Image point grounding data:
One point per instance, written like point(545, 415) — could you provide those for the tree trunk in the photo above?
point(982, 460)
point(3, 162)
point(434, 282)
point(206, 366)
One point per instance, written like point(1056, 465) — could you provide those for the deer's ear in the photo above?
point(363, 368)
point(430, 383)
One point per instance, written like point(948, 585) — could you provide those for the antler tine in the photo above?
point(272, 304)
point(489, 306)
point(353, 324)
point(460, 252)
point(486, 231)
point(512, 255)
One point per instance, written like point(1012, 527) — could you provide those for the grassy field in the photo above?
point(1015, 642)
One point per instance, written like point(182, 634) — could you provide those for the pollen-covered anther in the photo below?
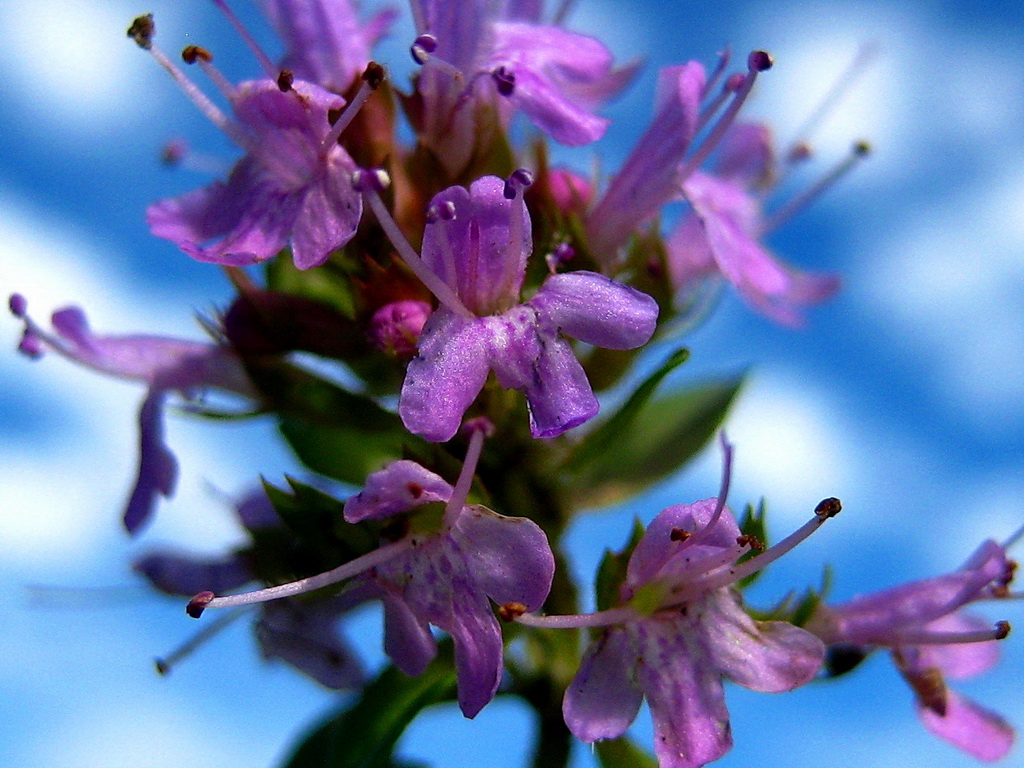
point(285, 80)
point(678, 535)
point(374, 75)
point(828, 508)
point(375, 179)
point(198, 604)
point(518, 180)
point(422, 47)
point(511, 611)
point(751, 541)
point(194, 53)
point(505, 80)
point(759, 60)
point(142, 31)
* * *
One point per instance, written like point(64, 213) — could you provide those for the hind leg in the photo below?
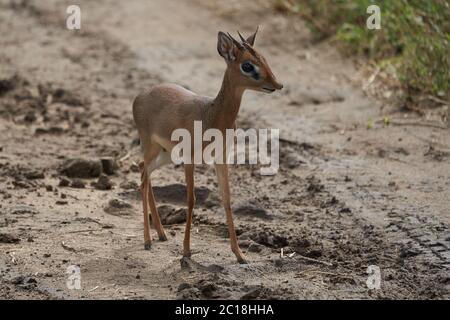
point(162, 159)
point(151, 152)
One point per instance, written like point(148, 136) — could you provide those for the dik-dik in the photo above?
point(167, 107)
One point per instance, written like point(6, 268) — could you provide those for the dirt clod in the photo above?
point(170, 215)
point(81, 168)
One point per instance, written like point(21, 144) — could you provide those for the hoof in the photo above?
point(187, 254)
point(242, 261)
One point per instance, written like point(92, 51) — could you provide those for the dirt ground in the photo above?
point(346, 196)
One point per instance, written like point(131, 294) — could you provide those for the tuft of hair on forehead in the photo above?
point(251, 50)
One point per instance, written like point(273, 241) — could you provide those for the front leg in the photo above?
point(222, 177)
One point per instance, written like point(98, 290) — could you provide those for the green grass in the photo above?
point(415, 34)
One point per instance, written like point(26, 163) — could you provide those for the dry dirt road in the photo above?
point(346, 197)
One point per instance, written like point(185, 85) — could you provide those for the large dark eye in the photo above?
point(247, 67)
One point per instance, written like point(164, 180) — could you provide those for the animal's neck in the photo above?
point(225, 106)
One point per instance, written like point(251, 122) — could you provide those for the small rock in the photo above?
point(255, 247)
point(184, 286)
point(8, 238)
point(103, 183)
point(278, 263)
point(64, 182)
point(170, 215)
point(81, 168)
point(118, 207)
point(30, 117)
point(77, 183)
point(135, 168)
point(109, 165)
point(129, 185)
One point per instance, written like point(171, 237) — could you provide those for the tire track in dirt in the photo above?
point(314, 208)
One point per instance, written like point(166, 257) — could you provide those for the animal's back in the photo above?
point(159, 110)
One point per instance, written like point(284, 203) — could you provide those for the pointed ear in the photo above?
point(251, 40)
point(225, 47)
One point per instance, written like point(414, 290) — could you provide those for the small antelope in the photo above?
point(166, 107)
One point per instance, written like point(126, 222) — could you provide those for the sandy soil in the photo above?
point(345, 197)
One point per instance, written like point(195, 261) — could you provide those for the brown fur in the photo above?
...
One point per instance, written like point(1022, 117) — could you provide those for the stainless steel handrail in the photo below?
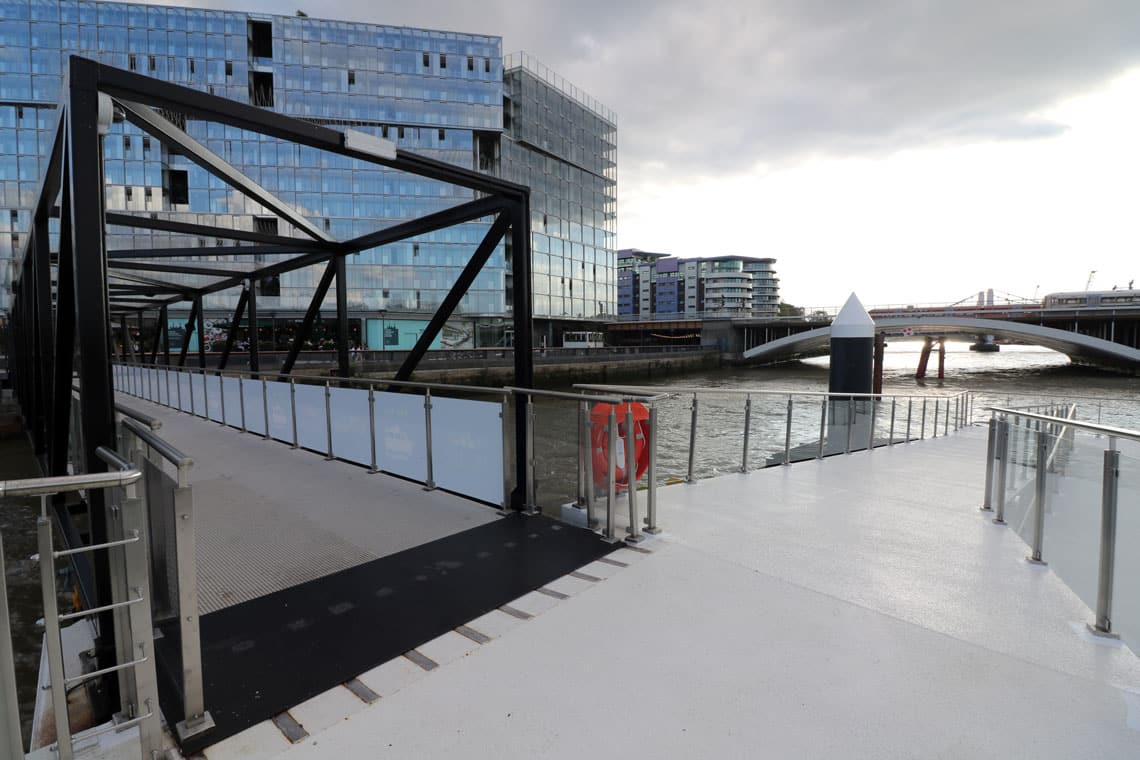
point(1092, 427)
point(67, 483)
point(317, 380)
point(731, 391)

→ **EXERCISE DIRECTIONS**
Retype the entries above exactly, but only from the line containing "One point per instance, written like point(171, 237)" through the line containing "One point per instance, written like point(195, 261)", both included.

→ **RESPONSE**
One point per instance, written like point(171, 237) — could you provide those for the tire track in dirt in the photo above?
point(314, 208)
One point per instance, written like point(166, 257) — could you provide those for the animal's back in the photo above?
point(159, 110)
One point per instance, written like point(284, 203) — could you provide those for the pointed ear in the photo above?
point(251, 40)
point(225, 47)
One point per instance, written like point(414, 290) — could you provide those for the small antelope in the photo above?
point(166, 107)
One point per instance, written like point(126, 222) — could you provide those for the sandy soil in the photo above?
point(345, 197)
One point per instance, written like point(195, 261) — could you provide those for the brown fur in the photo above?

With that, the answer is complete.